Start of Block

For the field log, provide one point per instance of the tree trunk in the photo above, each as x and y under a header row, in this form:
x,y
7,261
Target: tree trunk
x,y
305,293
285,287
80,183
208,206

End of Block

-- About this task --
Once you have read the records above, output each of them verbatim.

-- Task output --
For the field log, provide one point per instance of the tree trunk in the photo above, each as x and y under a header row, in this form:
x,y
7,261
Target: tree trunk
x,y
305,293
285,287
80,183
208,206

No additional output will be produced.